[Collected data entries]
──────────────────────────────

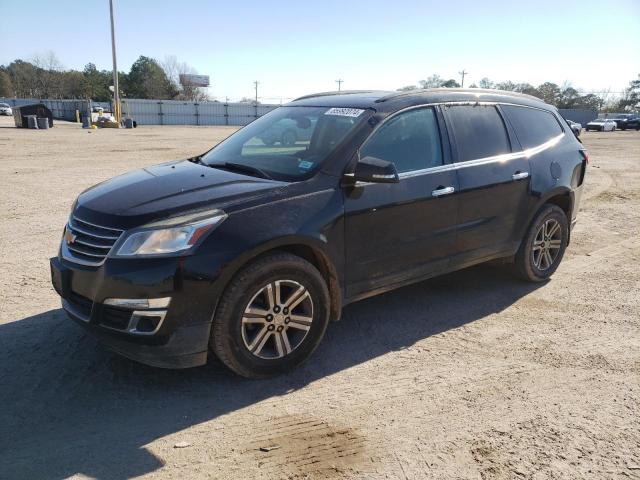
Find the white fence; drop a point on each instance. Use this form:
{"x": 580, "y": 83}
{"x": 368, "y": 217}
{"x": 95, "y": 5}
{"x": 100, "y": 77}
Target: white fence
{"x": 174, "y": 112}
{"x": 158, "y": 112}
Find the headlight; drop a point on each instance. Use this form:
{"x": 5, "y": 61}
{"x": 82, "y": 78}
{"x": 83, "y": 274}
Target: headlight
{"x": 157, "y": 240}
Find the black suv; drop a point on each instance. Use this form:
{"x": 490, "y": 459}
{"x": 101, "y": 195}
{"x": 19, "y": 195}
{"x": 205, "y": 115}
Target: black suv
{"x": 627, "y": 121}
{"x": 250, "y": 249}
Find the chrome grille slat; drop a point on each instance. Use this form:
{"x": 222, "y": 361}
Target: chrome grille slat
{"x": 88, "y": 244}
{"x": 95, "y": 235}
{"x": 76, "y": 219}
{"x": 93, "y": 245}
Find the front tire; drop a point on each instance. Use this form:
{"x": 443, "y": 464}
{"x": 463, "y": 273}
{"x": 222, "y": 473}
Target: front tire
{"x": 543, "y": 246}
{"x": 271, "y": 317}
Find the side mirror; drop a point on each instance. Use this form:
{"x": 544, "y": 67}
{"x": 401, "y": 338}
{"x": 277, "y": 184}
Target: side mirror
{"x": 372, "y": 169}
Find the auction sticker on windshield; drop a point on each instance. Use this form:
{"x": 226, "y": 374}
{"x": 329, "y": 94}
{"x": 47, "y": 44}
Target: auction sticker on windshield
{"x": 344, "y": 112}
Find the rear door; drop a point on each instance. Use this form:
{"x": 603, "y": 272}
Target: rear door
{"x": 494, "y": 182}
{"x": 402, "y": 231}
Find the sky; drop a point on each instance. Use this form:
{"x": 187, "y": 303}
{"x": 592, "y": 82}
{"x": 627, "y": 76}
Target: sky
{"x": 298, "y": 47}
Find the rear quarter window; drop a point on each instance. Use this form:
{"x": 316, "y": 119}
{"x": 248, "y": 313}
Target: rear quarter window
{"x": 533, "y": 127}
{"x": 479, "y": 131}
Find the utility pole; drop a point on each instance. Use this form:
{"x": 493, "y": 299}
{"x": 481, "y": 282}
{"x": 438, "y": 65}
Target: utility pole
{"x": 462, "y": 73}
{"x": 116, "y": 91}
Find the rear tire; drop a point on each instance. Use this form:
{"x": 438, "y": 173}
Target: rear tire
{"x": 253, "y": 331}
{"x": 543, "y": 246}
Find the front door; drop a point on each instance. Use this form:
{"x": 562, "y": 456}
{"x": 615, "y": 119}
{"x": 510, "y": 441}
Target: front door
{"x": 401, "y": 231}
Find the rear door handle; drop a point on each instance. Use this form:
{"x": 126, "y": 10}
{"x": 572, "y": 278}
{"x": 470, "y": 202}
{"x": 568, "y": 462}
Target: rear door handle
{"x": 440, "y": 191}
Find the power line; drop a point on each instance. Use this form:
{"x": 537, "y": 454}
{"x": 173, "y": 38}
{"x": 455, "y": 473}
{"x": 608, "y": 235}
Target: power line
{"x": 462, "y": 73}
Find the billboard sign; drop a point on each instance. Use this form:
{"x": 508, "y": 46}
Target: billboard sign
{"x": 188, "y": 80}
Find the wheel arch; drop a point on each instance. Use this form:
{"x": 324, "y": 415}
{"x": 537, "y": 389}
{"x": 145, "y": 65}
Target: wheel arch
{"x": 310, "y": 249}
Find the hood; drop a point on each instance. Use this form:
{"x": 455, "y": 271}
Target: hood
{"x": 157, "y": 192}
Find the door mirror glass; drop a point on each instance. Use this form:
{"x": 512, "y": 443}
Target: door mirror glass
{"x": 372, "y": 169}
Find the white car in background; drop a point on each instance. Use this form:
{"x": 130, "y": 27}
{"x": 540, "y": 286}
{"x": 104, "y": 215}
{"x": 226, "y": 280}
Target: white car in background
{"x": 575, "y": 127}
{"x": 5, "y": 109}
{"x": 601, "y": 125}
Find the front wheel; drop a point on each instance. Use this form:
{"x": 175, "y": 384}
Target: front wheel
{"x": 271, "y": 317}
{"x": 543, "y": 246}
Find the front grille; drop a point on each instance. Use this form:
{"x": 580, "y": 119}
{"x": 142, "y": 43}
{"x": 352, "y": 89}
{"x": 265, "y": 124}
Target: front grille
{"x": 89, "y": 243}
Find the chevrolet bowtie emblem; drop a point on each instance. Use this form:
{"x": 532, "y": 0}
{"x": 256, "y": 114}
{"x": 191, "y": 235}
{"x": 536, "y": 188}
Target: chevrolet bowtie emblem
{"x": 69, "y": 236}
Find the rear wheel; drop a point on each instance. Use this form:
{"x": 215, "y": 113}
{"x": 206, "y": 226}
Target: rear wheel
{"x": 543, "y": 246}
{"x": 271, "y": 317}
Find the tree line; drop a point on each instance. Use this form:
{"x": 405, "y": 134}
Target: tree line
{"x": 44, "y": 77}
{"x": 562, "y": 96}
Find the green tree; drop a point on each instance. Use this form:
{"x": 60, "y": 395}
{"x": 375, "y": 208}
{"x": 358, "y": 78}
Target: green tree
{"x": 631, "y": 98}
{"x": 147, "y": 79}
{"x": 549, "y": 92}
{"x": 96, "y": 83}
{"x": 6, "y": 87}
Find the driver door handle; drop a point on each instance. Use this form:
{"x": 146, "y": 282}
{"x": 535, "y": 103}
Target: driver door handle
{"x": 440, "y": 191}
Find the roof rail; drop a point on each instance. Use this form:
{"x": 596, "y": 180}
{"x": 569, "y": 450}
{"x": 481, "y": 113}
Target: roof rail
{"x": 335, "y": 92}
{"x": 457, "y": 90}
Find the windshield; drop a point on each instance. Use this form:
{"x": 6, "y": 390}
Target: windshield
{"x": 288, "y": 143}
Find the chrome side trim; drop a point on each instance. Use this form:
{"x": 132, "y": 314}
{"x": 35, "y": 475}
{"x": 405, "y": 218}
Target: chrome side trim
{"x": 505, "y": 157}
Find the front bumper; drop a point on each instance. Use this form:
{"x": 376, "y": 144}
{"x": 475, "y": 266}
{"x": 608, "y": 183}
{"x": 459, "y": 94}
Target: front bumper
{"x": 173, "y": 337}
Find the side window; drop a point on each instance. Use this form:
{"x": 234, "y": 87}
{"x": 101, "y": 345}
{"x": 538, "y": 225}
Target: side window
{"x": 410, "y": 140}
{"x": 479, "y": 131}
{"x": 533, "y": 127}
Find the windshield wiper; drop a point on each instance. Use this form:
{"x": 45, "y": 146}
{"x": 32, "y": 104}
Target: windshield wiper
{"x": 240, "y": 167}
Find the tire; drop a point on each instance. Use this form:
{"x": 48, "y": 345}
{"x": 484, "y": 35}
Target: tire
{"x": 251, "y": 344}
{"x": 288, "y": 138}
{"x": 530, "y": 263}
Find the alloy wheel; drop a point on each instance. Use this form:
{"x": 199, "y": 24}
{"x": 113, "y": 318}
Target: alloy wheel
{"x": 546, "y": 244}
{"x": 277, "y": 319}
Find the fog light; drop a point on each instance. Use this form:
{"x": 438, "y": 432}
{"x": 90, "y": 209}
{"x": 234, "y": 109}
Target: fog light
{"x": 138, "y": 303}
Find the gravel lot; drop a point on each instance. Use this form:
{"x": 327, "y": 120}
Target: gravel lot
{"x": 472, "y": 375}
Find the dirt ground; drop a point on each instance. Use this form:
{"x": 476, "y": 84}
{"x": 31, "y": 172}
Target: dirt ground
{"x": 469, "y": 376}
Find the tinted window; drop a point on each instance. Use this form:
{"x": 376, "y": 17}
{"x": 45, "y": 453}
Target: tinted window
{"x": 533, "y": 127}
{"x": 479, "y": 131}
{"x": 410, "y": 140}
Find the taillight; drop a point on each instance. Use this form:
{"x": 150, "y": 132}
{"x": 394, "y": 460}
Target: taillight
{"x": 585, "y": 156}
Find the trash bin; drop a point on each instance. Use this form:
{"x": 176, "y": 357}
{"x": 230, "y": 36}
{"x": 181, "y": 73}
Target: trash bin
{"x": 37, "y": 110}
{"x": 32, "y": 121}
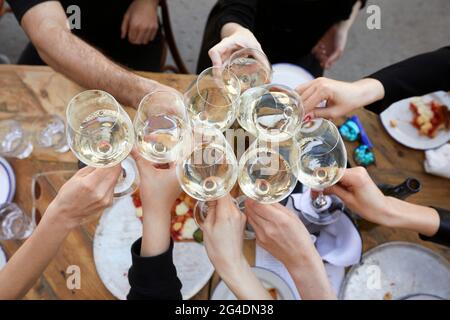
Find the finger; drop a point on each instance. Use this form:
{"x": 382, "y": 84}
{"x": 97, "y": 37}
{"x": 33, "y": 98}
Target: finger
{"x": 333, "y": 58}
{"x": 124, "y": 27}
{"x": 303, "y": 87}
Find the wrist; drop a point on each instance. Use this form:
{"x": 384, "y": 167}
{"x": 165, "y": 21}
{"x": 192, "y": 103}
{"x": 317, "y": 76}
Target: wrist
{"x": 369, "y": 91}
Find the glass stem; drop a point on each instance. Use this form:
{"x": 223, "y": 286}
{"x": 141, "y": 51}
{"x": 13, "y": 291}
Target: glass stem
{"x": 320, "y": 201}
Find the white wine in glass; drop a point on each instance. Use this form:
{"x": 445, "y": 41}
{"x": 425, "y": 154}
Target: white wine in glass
{"x": 321, "y": 164}
{"x": 266, "y": 173}
{"x": 251, "y": 66}
{"x": 209, "y": 170}
{"x": 271, "y": 112}
{"x": 161, "y": 126}
{"x": 100, "y": 134}
{"x": 212, "y": 100}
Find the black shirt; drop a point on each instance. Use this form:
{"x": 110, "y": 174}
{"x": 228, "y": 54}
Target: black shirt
{"x": 286, "y": 29}
{"x": 415, "y": 76}
{"x": 153, "y": 278}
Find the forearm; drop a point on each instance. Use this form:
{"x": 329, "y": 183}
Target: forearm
{"x": 405, "y": 215}
{"x": 310, "y": 277}
{"x": 156, "y": 229}
{"x": 32, "y": 258}
{"x": 243, "y": 282}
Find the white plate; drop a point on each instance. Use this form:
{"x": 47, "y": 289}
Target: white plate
{"x": 118, "y": 229}
{"x": 405, "y": 133}
{"x": 7, "y": 182}
{"x": 2, "y": 258}
{"x": 290, "y": 75}
{"x": 268, "y": 279}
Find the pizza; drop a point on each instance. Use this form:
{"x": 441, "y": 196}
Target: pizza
{"x": 429, "y": 117}
{"x": 183, "y": 226}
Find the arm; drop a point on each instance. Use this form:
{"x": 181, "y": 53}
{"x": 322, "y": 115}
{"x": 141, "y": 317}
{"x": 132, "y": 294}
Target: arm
{"x": 71, "y": 56}
{"x": 62, "y": 215}
{"x": 362, "y": 196}
{"x": 416, "y": 76}
{"x": 153, "y": 275}
{"x": 223, "y": 238}
{"x": 331, "y": 46}
{"x": 280, "y": 232}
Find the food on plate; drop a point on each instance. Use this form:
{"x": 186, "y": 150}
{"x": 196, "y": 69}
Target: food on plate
{"x": 429, "y": 117}
{"x": 183, "y": 226}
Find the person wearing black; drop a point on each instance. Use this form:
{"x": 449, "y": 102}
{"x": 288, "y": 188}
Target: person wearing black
{"x": 125, "y": 32}
{"x": 308, "y": 33}
{"x": 415, "y": 76}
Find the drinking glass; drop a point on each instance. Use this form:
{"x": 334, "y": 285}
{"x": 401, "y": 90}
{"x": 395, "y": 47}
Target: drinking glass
{"x": 266, "y": 171}
{"x": 271, "y": 112}
{"x": 209, "y": 170}
{"x": 14, "y": 140}
{"x": 100, "y": 134}
{"x": 322, "y": 162}
{"x": 49, "y": 132}
{"x": 212, "y": 99}
{"x": 14, "y": 223}
{"x": 251, "y": 66}
{"x": 161, "y": 126}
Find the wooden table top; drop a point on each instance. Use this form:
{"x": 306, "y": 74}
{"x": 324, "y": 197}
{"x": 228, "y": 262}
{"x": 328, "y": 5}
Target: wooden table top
{"x": 27, "y": 92}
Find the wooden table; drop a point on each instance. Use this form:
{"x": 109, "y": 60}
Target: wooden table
{"x": 32, "y": 91}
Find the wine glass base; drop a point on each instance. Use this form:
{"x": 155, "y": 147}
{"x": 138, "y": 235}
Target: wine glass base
{"x": 325, "y": 215}
{"x": 128, "y": 181}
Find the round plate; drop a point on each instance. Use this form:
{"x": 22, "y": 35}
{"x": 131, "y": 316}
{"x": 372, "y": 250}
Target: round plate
{"x": 269, "y": 280}
{"x": 2, "y": 258}
{"x": 290, "y": 75}
{"x": 7, "y": 181}
{"x": 118, "y": 229}
{"x": 396, "y": 270}
{"x": 405, "y": 133}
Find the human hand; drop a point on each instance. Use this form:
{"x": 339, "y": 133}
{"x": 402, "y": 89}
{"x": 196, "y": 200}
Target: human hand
{"x": 332, "y": 44}
{"x": 159, "y": 186}
{"x": 140, "y": 22}
{"x": 234, "y": 37}
{"x": 342, "y": 97}
{"x": 362, "y": 196}
{"x": 88, "y": 192}
{"x": 223, "y": 231}
{"x": 280, "y": 232}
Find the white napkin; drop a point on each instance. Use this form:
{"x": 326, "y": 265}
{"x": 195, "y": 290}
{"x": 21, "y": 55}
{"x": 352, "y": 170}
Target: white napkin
{"x": 339, "y": 244}
{"x": 437, "y": 161}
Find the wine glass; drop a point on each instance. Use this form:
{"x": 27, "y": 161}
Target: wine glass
{"x": 14, "y": 140}
{"x": 271, "y": 112}
{"x": 212, "y": 99}
{"x": 322, "y": 162}
{"x": 209, "y": 170}
{"x": 251, "y": 66}
{"x": 49, "y": 132}
{"x": 161, "y": 126}
{"x": 100, "y": 134}
{"x": 266, "y": 171}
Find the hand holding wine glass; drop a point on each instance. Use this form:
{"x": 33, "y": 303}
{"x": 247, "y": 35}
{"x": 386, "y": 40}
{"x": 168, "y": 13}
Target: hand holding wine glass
{"x": 100, "y": 134}
{"x": 321, "y": 164}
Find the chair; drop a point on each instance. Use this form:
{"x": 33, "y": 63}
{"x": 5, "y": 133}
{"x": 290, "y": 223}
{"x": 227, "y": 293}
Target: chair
{"x": 170, "y": 44}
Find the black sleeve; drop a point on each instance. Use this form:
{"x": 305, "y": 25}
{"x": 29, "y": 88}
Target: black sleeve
{"x": 20, "y": 7}
{"x": 153, "y": 278}
{"x": 242, "y": 12}
{"x": 443, "y": 234}
{"x": 416, "y": 76}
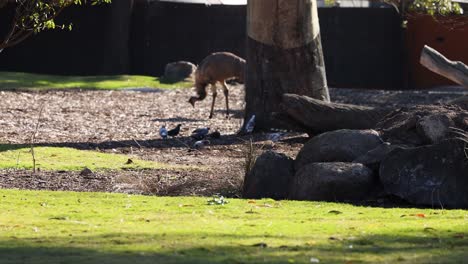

──────────────────────────────

**Task to carry out:** From the line with "Find the round" to the final line of the entries above, reproduce each line exactly and nothing else; the pictures stay out.

**Task output:**
Find the round plate; drop a point on each instance. Use this form:
{"x": 22, "y": 35}
{"x": 131, "y": 316}
{"x": 372, "y": 250}
Target: round plate
{"x": 269, "y": 280}
{"x": 2, "y": 258}
{"x": 290, "y": 75}
{"x": 7, "y": 181}
{"x": 118, "y": 229}
{"x": 396, "y": 270}
{"x": 405, "y": 133}
Find the human hand; drop a point on each instance. Use this form:
{"x": 339, "y": 133}
{"x": 402, "y": 89}
{"x": 196, "y": 200}
Target: human hand
{"x": 332, "y": 44}
{"x": 159, "y": 186}
{"x": 140, "y": 22}
{"x": 234, "y": 37}
{"x": 342, "y": 97}
{"x": 362, "y": 196}
{"x": 88, "y": 192}
{"x": 223, "y": 231}
{"x": 280, "y": 232}
Find the white napkin; drop a point on each instance. Use this form:
{"x": 326, "y": 265}
{"x": 195, "y": 290}
{"x": 21, "y": 55}
{"x": 352, "y": 170}
Target: white napkin
{"x": 339, "y": 244}
{"x": 437, "y": 161}
Find the wine glass; drop a point on each instance. Use this form:
{"x": 27, "y": 161}
Target: wine glass
{"x": 14, "y": 140}
{"x": 271, "y": 112}
{"x": 212, "y": 99}
{"x": 322, "y": 162}
{"x": 209, "y": 170}
{"x": 251, "y": 66}
{"x": 49, "y": 132}
{"x": 161, "y": 126}
{"x": 100, "y": 134}
{"x": 266, "y": 171}
Find the hand holding wine glass; drop a point on each instance. Use this form:
{"x": 33, "y": 303}
{"x": 247, "y": 35}
{"x": 386, "y": 40}
{"x": 168, "y": 13}
Target: hand holding wine glass
{"x": 100, "y": 134}
{"x": 321, "y": 164}
Find the chair; drop a point on each instance. Use this form:
{"x": 33, "y": 63}
{"x": 5, "y": 133}
{"x": 290, "y": 223}
{"x": 227, "y": 293}
Target: chair
{"x": 170, "y": 44}
Find the black sleeve; drop a point on each instance. Use this form:
{"x": 305, "y": 25}
{"x": 29, "y": 88}
Target: black sleeve
{"x": 20, "y": 7}
{"x": 153, "y": 278}
{"x": 242, "y": 12}
{"x": 443, "y": 234}
{"x": 416, "y": 76}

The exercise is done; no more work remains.